## What the task requires
Format the lines below as a numbered list, omitting any blank lines and leaving out the pictures.

- - -

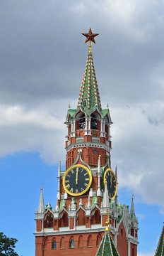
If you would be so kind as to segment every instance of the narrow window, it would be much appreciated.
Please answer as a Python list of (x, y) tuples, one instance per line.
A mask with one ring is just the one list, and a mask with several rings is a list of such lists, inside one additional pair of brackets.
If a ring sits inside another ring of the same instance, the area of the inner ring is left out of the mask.
[(92, 247), (92, 235), (89, 235), (88, 237), (87, 247)]
[(55, 240), (52, 242), (52, 249), (57, 249), (57, 243)]
[(121, 234), (122, 234), (122, 236), (123, 236), (123, 228), (122, 227), (121, 228)]
[(74, 239), (71, 239), (71, 240), (70, 240), (69, 247), (70, 247), (70, 248), (74, 248)]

- - -

## Solution to the problem
1. If you would be so kind as to segment every instance of the narrow window, it would be much appreciated.
2. Please answer as a Python list of (x, y) tuples, one instance per line.
3. A mask with one ring is just the one list, and a mask with several rings is a list of such lists, inside one additional pair of brackets.
4. If a ring sits inside another ring of the same instance, the area of the inner ring is left out of the mask.
5. [(92, 247), (92, 235), (89, 235), (88, 237), (87, 247)]
6. [(55, 240), (52, 242), (52, 249), (57, 249), (57, 243)]
7. [(121, 234), (122, 234), (122, 236), (123, 236), (123, 228), (122, 227), (121, 228)]
8. [(74, 239), (71, 239), (71, 240), (70, 240), (69, 247), (70, 247), (70, 248), (74, 248)]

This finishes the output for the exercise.